Reproduce the entries below exactly, starting at their first line and ending with the line that contains "box: [0, 316, 450, 600]", both included.

Stored items
********

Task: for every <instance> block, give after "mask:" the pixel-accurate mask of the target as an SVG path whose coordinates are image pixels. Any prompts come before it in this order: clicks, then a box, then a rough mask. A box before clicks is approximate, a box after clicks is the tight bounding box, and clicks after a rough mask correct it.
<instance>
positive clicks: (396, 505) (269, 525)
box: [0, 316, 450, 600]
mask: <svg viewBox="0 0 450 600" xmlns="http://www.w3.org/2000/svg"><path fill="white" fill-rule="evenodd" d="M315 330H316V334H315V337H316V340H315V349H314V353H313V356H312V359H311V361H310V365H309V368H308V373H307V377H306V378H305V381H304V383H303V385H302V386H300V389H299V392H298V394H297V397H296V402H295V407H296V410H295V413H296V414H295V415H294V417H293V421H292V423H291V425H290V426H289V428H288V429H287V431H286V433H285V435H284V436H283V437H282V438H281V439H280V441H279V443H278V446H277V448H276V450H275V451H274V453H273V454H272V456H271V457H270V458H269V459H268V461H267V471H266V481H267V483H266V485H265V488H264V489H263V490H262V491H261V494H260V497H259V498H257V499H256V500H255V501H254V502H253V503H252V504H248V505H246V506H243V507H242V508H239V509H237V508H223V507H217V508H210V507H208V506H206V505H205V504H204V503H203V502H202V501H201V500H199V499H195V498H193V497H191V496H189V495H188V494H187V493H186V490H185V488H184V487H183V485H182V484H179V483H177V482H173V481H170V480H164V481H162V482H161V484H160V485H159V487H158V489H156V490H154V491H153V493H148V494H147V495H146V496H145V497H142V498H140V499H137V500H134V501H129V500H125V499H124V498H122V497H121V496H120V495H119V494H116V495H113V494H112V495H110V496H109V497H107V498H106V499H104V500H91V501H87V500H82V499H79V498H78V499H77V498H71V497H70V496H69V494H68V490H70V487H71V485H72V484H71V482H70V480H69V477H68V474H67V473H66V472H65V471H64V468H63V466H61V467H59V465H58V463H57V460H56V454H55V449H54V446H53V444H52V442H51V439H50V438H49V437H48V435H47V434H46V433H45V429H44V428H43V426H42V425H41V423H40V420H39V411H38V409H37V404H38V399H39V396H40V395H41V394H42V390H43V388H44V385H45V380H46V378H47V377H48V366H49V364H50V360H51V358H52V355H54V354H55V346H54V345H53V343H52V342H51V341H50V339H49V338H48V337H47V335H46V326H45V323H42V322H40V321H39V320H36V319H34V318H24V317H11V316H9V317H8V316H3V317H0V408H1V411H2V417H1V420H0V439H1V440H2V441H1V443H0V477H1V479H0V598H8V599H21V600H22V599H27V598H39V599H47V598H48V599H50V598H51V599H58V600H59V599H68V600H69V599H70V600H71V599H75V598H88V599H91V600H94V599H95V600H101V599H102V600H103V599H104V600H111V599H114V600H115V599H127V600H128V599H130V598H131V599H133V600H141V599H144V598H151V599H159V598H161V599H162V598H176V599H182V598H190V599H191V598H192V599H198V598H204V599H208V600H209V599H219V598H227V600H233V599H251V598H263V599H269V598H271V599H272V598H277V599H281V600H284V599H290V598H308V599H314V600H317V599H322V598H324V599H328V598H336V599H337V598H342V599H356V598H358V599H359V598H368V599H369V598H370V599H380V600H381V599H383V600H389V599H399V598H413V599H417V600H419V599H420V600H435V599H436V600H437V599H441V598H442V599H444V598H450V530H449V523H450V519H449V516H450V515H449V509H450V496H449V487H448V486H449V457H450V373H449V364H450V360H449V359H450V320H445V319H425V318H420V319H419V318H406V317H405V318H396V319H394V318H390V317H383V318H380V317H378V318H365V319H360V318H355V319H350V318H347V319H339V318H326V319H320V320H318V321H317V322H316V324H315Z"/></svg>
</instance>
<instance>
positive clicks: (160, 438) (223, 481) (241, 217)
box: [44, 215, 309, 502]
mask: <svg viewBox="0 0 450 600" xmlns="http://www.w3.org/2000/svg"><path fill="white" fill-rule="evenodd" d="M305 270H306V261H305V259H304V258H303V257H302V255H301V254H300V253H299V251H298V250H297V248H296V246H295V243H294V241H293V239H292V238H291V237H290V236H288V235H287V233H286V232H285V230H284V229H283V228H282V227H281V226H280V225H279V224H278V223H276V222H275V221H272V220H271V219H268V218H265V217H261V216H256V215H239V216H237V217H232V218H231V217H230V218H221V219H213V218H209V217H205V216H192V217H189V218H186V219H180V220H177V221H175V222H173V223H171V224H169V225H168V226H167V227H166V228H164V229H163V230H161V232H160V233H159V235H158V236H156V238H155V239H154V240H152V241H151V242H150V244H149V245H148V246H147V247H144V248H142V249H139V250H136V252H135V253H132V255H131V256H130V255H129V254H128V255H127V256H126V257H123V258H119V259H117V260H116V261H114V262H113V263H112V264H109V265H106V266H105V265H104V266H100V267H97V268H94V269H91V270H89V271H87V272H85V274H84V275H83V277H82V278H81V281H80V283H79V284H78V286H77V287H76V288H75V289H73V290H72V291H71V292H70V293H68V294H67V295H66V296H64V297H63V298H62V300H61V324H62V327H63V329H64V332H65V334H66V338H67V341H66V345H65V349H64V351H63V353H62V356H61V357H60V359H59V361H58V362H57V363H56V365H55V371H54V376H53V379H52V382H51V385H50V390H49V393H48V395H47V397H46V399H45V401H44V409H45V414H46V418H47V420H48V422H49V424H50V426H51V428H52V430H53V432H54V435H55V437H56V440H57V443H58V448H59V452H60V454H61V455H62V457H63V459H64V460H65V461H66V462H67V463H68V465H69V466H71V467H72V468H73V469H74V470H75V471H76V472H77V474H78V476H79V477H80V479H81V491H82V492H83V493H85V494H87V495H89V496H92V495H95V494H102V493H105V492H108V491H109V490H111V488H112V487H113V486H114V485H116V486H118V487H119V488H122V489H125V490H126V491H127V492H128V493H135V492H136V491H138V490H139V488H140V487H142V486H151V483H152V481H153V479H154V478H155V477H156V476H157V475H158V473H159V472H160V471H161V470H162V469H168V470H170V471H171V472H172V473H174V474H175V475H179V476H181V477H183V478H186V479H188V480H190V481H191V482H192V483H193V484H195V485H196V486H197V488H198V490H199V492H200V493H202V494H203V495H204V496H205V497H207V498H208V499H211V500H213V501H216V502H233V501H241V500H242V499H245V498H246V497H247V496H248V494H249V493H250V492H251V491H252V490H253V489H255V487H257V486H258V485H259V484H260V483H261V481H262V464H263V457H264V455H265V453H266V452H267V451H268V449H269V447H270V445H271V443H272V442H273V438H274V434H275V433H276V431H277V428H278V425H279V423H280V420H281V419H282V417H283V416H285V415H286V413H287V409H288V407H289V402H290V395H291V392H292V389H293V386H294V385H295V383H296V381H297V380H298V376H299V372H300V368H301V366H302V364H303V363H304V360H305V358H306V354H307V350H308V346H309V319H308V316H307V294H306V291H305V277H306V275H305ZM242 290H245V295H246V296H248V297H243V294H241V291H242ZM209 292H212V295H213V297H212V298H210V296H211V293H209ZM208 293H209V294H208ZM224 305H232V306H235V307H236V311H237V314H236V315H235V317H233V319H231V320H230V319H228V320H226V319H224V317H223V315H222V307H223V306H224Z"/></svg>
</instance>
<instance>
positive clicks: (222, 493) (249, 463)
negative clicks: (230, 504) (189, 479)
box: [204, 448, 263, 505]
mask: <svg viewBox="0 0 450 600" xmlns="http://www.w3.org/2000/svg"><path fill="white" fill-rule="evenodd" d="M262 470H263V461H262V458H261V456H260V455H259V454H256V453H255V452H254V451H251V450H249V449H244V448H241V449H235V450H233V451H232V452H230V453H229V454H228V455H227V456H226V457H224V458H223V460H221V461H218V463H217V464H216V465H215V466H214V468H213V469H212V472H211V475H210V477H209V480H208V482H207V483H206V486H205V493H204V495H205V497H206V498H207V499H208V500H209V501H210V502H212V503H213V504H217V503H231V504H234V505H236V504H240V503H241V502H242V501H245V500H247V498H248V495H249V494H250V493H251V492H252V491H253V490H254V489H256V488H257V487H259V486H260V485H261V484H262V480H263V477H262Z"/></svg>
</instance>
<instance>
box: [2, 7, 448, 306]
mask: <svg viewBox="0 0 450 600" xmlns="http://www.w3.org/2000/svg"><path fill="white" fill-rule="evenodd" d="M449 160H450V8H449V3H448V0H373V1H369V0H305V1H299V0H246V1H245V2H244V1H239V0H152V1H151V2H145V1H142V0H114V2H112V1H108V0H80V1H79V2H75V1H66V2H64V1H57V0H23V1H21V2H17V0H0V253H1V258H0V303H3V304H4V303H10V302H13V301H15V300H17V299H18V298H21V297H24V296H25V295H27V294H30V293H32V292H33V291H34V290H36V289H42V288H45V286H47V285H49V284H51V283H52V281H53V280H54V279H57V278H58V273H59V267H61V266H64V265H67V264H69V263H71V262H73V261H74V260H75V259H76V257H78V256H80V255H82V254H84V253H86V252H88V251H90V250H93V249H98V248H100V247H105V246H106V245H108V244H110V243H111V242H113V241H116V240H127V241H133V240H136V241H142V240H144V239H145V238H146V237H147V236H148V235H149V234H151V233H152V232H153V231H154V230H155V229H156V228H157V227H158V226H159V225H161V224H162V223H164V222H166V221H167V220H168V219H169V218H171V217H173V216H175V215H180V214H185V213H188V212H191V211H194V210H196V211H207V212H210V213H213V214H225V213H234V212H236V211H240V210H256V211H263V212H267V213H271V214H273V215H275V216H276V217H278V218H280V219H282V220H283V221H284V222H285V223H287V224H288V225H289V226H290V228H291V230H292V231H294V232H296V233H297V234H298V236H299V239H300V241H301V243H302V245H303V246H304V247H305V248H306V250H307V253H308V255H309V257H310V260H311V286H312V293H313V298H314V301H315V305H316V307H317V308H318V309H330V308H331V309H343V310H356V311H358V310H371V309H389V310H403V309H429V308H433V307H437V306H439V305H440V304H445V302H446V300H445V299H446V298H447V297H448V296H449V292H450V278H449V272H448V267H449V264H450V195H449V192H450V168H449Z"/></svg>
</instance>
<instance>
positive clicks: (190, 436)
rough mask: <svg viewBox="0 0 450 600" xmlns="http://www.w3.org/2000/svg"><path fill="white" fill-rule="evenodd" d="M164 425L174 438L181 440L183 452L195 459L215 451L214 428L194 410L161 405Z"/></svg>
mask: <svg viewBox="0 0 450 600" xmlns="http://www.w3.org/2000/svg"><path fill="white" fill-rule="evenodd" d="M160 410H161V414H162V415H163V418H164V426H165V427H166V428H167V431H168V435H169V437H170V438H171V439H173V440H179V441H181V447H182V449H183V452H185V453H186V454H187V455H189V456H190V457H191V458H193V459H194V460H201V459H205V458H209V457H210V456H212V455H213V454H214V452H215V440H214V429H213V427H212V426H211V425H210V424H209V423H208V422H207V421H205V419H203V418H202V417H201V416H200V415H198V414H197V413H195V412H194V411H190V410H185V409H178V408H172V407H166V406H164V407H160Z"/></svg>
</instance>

********

Task result:
Task: for every <instance> block, give after "mask:" the pixel-accurate mask of the target as an SVG path whose coordinates are image pixels. Any prompts come before it in this order: clicks, then a box, then a rough mask. A box before clicks is approximate, a box after clicks is the tight bounding box, and clicks after a rough mask correct it.
<instance>
positive clicks: (396, 505) (269, 525)
box: [0, 316, 450, 600]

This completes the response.